Don McKay at Flipper LightSome background:  An LST has three signalmen, they stand watch around the clock in the conning tower with the OD, four hours on, eight hours off. If you happen to have the mid watch. Noon to four and midnight to four, you do your damnedest to get some sleep after dinner before the messenger wakes you at 11:30 to relieve the watch fifteen minutes early at 11:45. This can become very tiresome when you are at sea 30 or 40 days.

But my signalmen, McKay, Murphy, and Holmes, were so dedicated that when signal traffic was heavy they would all come up to the conn to help out, even when it was not their watch.

On one voyage we were assigned to a Navy group commander with four navy LST’s. He put us fifth at the end of the column, where we wouldn’t bump into anybody. He was also very addicted to flag hoist signaling, which meant that the whole signal gang was putting in lots of overtime.

If you don’t know, in flag hoist there is one flag for each letter of the alphabet. The flags are kept in a square canvas flag bag in alphabetical order, with the top rings of each flag wedged in slots at the top of the bag. When the signalman is told to fly Mike, Charley, Nan, he grabs the snap hook at the end of the signal halyard, snaps it onto the ring for Mike, pulls Mike out, grabs the snap ring at the bottom of Mike, snaps it onto the top ring of Charley, and soon has all three flags connected to the halyard. What he does next, depends on his place in the column. If he is working for the commander (and is therefore first), he hoists the signal all the way up the mast. This is called "two blocked". Then he watches the ship behind him. When it has the signal two blocked, it means, "I have looked up the meaning of the signal and all the ships behind me have correctly repeated the signal and know what it means."

****************************************

Copy the LST signalmen passage from "On one voyage" to "lots of overtime.", swapping "overtime" for "extra hours".

* **Data provided**:

****************************************

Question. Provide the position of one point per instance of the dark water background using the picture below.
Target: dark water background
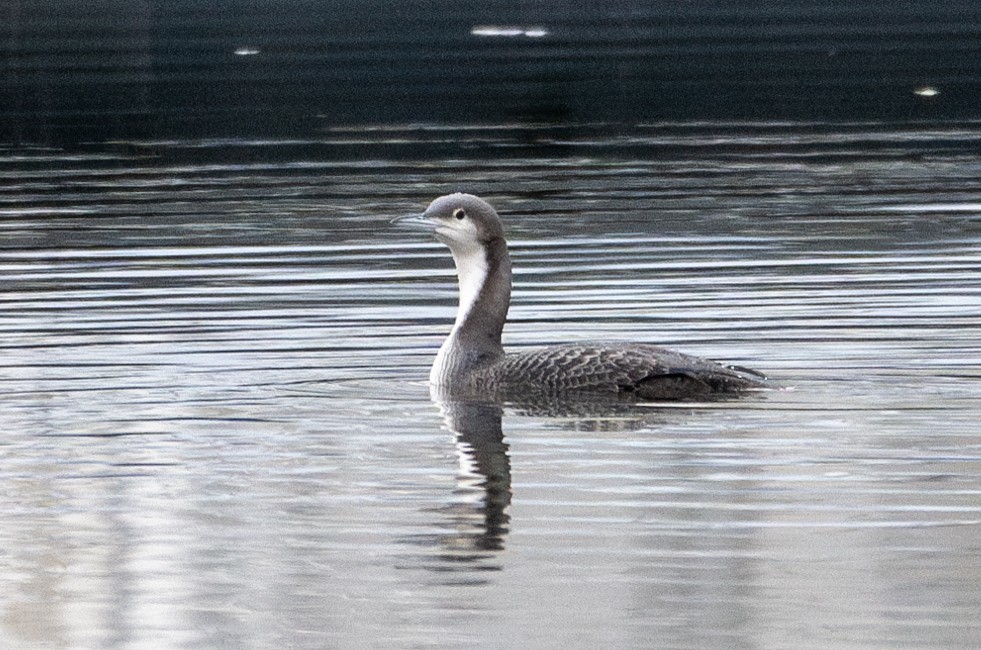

****************************************

* **The reply**:
On one voyage we were assigned to a Navy group commander with four navy LST’s. He put us fifth at the end of the column, where we wouldn’t bump into anybody. He was also very addicted to flag hoist signaling, which meant that the whole signal gang was putting in lots of extra hours.